**SHORT TASK**
Pull out every line below that contains the string "dark" and copy each one in full. Matching is case-sensitive.

--- start AVAILABLE DATA ---

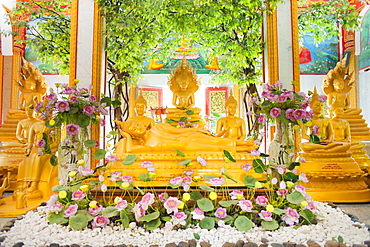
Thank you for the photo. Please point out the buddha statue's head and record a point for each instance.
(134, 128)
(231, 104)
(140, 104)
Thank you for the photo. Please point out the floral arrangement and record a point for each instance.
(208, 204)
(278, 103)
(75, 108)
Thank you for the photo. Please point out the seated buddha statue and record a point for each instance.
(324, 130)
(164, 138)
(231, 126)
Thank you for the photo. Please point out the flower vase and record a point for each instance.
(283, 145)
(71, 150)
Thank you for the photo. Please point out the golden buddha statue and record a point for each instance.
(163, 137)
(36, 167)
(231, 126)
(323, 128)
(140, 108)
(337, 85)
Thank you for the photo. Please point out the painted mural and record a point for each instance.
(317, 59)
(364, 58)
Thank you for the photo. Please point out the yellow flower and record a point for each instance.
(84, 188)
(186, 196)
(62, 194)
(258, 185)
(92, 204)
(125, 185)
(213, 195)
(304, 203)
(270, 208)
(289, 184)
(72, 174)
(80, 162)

--- end AVAILABLE DATA ---
--- start AVAILABLE DATA ---

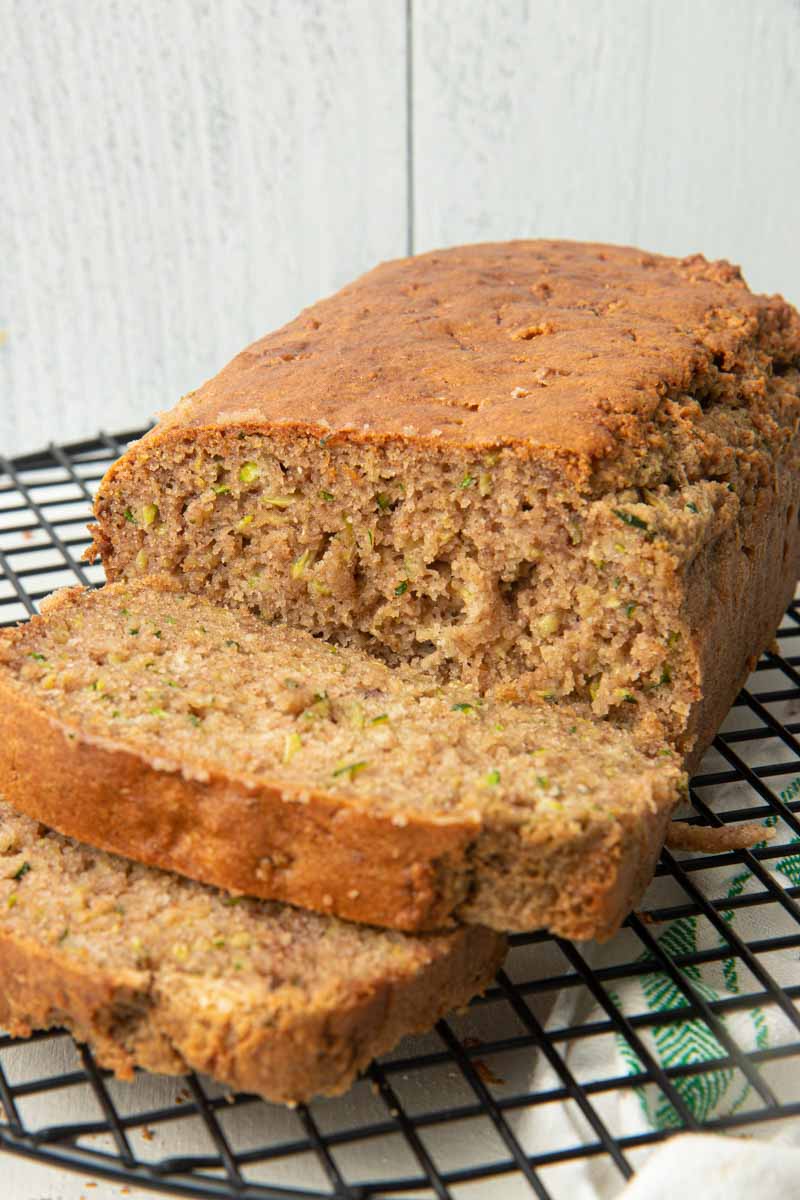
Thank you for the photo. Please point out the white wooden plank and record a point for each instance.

--- end AVAILABLE DATA ---
--- start AVAILABLE DATA ---

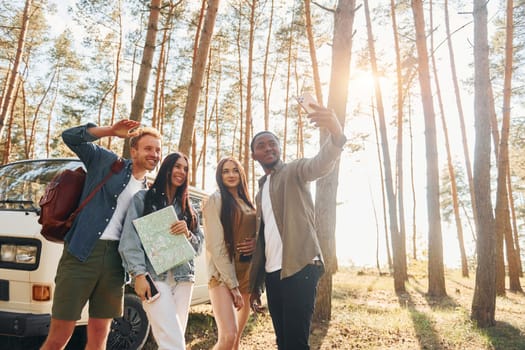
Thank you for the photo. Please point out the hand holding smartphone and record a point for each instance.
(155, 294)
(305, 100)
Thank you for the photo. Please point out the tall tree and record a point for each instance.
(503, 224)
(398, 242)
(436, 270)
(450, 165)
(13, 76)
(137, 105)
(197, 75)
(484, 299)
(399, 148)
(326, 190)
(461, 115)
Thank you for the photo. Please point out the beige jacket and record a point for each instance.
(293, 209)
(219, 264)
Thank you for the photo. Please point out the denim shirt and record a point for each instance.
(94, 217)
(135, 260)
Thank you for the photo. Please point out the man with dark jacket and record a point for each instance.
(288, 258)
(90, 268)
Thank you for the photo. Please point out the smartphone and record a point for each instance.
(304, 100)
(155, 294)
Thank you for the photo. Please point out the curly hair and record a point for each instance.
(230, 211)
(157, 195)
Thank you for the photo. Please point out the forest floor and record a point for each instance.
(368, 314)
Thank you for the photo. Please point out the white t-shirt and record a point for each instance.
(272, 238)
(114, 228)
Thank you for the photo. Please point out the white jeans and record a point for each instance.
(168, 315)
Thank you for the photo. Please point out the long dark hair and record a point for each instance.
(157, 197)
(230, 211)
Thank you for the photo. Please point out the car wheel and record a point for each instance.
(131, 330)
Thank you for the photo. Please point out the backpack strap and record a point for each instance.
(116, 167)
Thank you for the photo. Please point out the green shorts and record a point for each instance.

--- end AVAILABLE DATA ---

**SOLUTION FOR THIS EXERCISE**
Thank you for the photo. Please point out the man with dark jacket and record a point for each instance.
Thank you for the photo. Please point out the long dark hair and record a point for each instance.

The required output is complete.